(Region pointing data)

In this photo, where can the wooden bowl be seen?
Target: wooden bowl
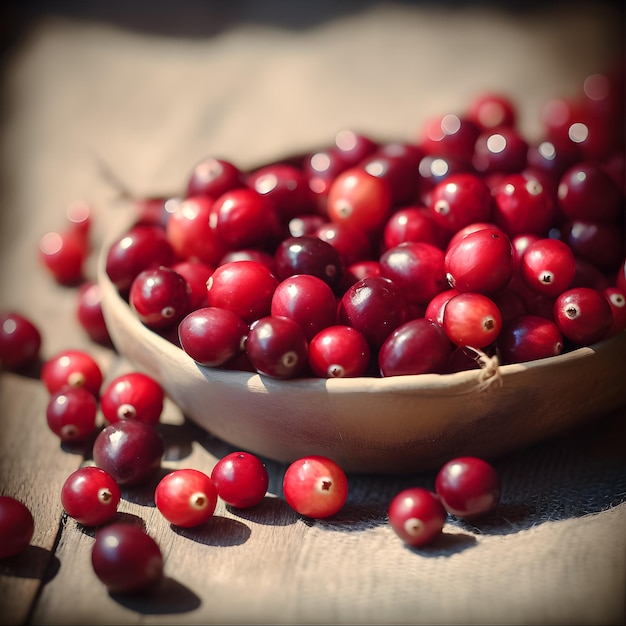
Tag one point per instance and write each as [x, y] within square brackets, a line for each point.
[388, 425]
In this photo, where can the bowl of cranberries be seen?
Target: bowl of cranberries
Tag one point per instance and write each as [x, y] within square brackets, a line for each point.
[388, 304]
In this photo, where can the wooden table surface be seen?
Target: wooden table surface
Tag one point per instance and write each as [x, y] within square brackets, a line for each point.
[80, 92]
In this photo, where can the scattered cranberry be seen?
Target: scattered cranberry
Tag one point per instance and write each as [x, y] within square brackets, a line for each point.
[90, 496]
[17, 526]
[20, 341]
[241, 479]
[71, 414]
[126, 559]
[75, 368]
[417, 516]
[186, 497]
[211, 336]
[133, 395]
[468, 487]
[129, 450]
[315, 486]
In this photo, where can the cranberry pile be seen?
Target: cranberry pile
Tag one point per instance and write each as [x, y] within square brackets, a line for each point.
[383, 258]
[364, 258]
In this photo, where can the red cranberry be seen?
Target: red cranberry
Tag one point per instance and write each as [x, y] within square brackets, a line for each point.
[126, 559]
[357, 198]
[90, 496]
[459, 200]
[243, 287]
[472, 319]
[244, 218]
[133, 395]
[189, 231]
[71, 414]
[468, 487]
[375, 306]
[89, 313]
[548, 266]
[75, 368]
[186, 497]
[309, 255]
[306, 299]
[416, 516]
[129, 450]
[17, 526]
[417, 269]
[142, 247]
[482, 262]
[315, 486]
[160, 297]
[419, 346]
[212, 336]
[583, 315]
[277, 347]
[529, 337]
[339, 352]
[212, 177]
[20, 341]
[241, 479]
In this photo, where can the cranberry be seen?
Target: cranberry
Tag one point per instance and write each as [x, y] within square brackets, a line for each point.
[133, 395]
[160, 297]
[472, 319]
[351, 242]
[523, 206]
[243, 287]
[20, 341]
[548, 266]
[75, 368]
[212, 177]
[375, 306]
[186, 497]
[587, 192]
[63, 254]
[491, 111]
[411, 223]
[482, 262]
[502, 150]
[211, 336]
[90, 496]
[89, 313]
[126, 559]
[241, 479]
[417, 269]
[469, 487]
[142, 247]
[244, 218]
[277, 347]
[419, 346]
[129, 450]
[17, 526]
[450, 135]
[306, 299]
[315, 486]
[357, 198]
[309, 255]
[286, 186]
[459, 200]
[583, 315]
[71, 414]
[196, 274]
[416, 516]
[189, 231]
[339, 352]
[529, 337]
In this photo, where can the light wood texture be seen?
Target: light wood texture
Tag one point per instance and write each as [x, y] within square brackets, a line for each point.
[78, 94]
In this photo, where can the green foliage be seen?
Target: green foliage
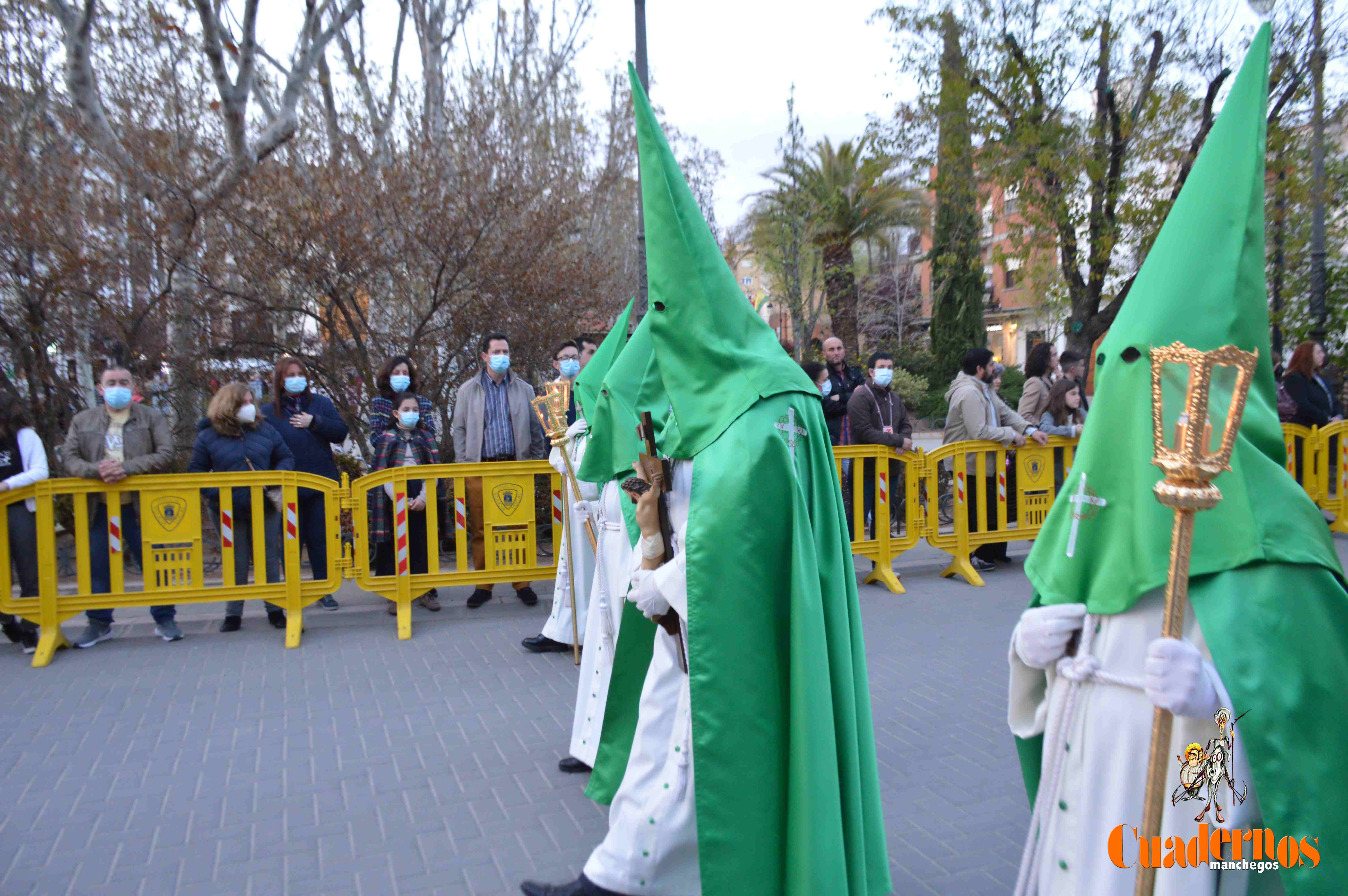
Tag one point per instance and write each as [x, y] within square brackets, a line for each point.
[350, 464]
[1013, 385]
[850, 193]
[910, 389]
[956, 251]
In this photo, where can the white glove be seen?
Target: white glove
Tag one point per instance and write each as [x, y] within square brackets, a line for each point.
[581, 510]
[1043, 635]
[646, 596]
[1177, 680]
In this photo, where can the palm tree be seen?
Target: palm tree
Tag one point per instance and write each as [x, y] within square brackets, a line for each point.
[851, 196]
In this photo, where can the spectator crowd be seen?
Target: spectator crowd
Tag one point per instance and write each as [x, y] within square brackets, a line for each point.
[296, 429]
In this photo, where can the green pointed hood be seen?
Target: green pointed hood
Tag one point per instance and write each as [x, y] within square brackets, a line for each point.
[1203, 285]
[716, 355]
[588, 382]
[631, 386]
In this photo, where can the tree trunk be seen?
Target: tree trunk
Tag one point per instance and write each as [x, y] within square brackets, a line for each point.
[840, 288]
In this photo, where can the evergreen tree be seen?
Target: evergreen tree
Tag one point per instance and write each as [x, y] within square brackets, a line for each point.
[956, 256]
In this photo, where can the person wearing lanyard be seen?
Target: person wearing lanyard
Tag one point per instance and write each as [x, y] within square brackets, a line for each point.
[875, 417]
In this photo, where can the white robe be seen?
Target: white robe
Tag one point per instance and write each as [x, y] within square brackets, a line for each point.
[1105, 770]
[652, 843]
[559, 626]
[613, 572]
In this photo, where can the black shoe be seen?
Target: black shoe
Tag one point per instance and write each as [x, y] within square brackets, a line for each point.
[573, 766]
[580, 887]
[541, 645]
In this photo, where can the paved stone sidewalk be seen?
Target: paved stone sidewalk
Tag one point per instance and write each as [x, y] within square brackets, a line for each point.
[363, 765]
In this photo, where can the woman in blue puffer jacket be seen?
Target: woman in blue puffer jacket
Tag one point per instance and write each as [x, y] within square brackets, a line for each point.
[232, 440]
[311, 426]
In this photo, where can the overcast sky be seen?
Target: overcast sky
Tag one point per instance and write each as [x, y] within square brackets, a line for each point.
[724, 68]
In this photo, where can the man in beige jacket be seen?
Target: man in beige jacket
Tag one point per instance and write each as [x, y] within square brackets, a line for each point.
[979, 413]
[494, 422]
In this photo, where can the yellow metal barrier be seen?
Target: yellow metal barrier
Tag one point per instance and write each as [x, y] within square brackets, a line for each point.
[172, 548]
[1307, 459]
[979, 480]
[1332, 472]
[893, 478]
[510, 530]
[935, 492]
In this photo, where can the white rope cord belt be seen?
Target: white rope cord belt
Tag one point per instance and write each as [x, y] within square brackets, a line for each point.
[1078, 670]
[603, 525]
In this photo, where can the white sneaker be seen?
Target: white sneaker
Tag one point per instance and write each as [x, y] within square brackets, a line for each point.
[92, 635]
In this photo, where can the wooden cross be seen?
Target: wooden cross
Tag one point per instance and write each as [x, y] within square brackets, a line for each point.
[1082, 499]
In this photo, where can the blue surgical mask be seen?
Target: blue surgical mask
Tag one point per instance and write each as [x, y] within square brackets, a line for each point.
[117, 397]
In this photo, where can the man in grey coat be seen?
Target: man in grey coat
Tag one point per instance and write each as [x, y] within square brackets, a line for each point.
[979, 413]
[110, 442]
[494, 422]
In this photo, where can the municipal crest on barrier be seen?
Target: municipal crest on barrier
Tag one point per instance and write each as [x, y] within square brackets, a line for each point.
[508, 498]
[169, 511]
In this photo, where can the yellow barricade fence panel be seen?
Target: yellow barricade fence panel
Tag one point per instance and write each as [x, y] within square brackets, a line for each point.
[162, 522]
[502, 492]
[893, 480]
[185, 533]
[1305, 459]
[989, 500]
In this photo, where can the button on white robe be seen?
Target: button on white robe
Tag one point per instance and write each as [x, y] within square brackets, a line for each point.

What is being asked. Could you please repeat the entries above exactly, with every picture left out?

Worked solution.
In this photo, where can the wooden bowl be seen?
Target: wooden bowl
Tag one point per instance and write each as [x, y] within square brackets, a line for each point.
[388, 425]
In this photo, where can the bowl of cranberries be seen?
Target: bowl of cranberries
Tag one point per instance and write each as [x, y] within square brackets, a line for each point.
[388, 304]
In this photo, where can the wooden table surface be seen?
Target: wooden table surface
Tag one point per instance and write each as [x, y] within square brackets, a line for each point.
[80, 92]
In this photo, where can the scattered cranberry be seen?
Target: scattered cranberry
Tag one point per instance and write each as [x, y] within square brackets, a line for each point.
[90, 496]
[17, 526]
[20, 341]
[241, 479]
[71, 414]
[126, 559]
[75, 368]
[417, 516]
[186, 497]
[211, 336]
[133, 395]
[468, 487]
[129, 450]
[315, 486]
In this photo, where can the cranberry pile be seen?
Target: cranberry pile
Tag one point per instance and write each as [x, y] within square brackets, a line for each point.
[383, 258]
[364, 258]
In this photo, where can the red cranberry be seen?
Target: red cranberry
Tag one point per instance and write each as [x, y] within square brackets, a line for each point.
[126, 559]
[357, 198]
[90, 496]
[459, 200]
[243, 287]
[472, 319]
[244, 218]
[133, 395]
[189, 231]
[71, 414]
[468, 487]
[375, 306]
[89, 313]
[548, 266]
[75, 368]
[186, 497]
[309, 255]
[306, 299]
[416, 516]
[129, 450]
[17, 526]
[417, 269]
[142, 247]
[482, 262]
[315, 486]
[160, 297]
[419, 346]
[212, 336]
[583, 315]
[277, 347]
[529, 337]
[339, 352]
[212, 177]
[20, 341]
[241, 479]
In this photo, where can the cranberry be seen?
Target: cranberry
Tag one point per instance and write each as [x, y] within square brackets, a line for each point.
[133, 395]
[160, 297]
[472, 319]
[351, 242]
[523, 206]
[243, 287]
[20, 341]
[548, 266]
[75, 368]
[212, 177]
[375, 306]
[186, 497]
[587, 192]
[63, 254]
[491, 111]
[411, 223]
[482, 262]
[502, 150]
[211, 336]
[90, 496]
[89, 313]
[126, 559]
[241, 479]
[417, 269]
[469, 487]
[142, 247]
[244, 218]
[277, 347]
[419, 346]
[129, 450]
[17, 526]
[450, 135]
[306, 299]
[315, 486]
[357, 198]
[309, 255]
[286, 186]
[459, 200]
[583, 315]
[71, 414]
[196, 274]
[416, 516]
[189, 231]
[339, 352]
[529, 337]
In this photo, where can the light wood texture be seen?
Target: light wood texture
Tag one point per instance and write each as [x, y] within square brackets, a line for each point.
[78, 94]
In this photo, where can the green foliage be seen?
Target: green foliage
Tag one point per instance and write each as [x, y] within square brackets, a line for each point.
[350, 464]
[1013, 385]
[850, 193]
[910, 389]
[956, 251]
In this photo, where can the white glove be seen?
Target: white glove
Tag one point per instance and write each as [x, y] within square brackets, a line for each point.
[581, 510]
[1043, 635]
[646, 596]
[1177, 680]
In this photo, where can the palm tree be seen?
Target: palm tree
Tag one point per instance and write each as [x, y] within square brackets, a line for each point.
[851, 196]
In this photo, where can the spectator crowd be seen?
Target: spectator crowd
Tag one point per instance and write each as [x, y] within square brackets, a line for each point.
[296, 429]
In this photo, where can the green pointed hood be seen?
Target: green pointed hood
Tag one point per instance and write each as [x, y] within square brackets, a line for each point.
[1203, 285]
[716, 355]
[588, 382]
[631, 386]
In this photo, where can the tree trunk be seen?
Target: tree trunk
Tag one point per instance and write each as [x, y] within square brackets, a line for each point.
[840, 288]
In this photo, where can the evergreen tree be seen?
Target: evergreen tree
Tag one point per instance and write each as [x, y] within square brackets, a line for each point.
[956, 256]
In this photo, where can the person wearing lanyard be seen?
Target: person wearing lanyard
Tag one point per instance and write each as [x, y] within square brackets, a line for each point.
[875, 417]
In this photo, where can the white robe be seen?
Target: white robe
Tag one point per instance and write each as [x, y] within square brackets, a line for each point.
[1105, 770]
[652, 843]
[559, 626]
[613, 572]
In this photo, where can the black shoe be seen?
Target: black shoe
Tag one point per instance and write each as [x, y] within square brackets, a line for each point.
[573, 766]
[580, 887]
[541, 645]
In this photo, where can the paved stone sidewalk be seen?
Target: paved stone sidewalk
Tag one point per instance and write each as [x, y] within square brackets, a line for each point.
[363, 765]
In this photo, where can the woman in blue puffer jacket be seen?
Target: woman in blue puffer jacket
Tag one point per instance and write each as [x, y] within square brackets, a line for each point.
[232, 440]
[311, 426]
In this photo, where can the overcast sky be seen?
Target: overcast sky
Tag one point per instance and write each as [x, y] within square brackets, a line for each point.
[724, 68]
In this photo, where can the man in beige jacket be seen?
Target: man in beige jacket
Tag one point per instance and write each as [x, y] within square brackets, a line for each point.
[979, 413]
[494, 422]
In this photo, where can the yellow metal barrier be seen?
Target: yellow metal barrier
Tag one point per instance and write each as [x, y] within square brackets, a line for each point.
[172, 548]
[1307, 459]
[979, 480]
[1332, 472]
[893, 478]
[510, 530]
[935, 492]
In this photo, where can the white rope cord belt be seen?
Target: white rope cord belt
Tag one point per instance and write each as [x, y] within square brackets, a line for each point.
[1078, 670]
[603, 525]
In this photo, where can the white sneaker be seen?
Target: white sneaker
Tag one point per instance and write each as [x, y] within square brackets, a line for each point.
[92, 635]
In this photo, where can the wooden cross be seen?
Target: wooden cross
Tag one point per instance and write each as [x, y] within square brackets, a line for each point.
[1082, 499]
In this photo, where can the blue surgical mask be seen?
Target: blue surgical mask
Tag one point per instance and write each as [x, y] within square brackets, a line for each point.
[117, 397]
In this photo, where can the man in grey coat be seen?
Target: man in grey coat
Tag one point per instance and write each as [x, y] within square brackets, a line for each point.
[979, 413]
[110, 442]
[494, 422]
In this photo, where can the municipal crest on barrier be seen?
Target: municipal crest on barrier
Tag one point per instance and write each as [x, y] within square brackets, a line for each point.
[508, 498]
[169, 511]
In this photo, where can the yellow barricade fence panel be seen?
Target: yellow barricade fence panel
Tag one point per instance and write each as [x, y] within square brackets, a line for each point.
[162, 522]
[502, 492]
[893, 480]
[185, 533]
[1305, 459]
[989, 500]
In this photo, where can the button on white robe be seen?
Target: button on white robe
Tag one point per instance and write each as [x, y] within square brackets, a line for each point.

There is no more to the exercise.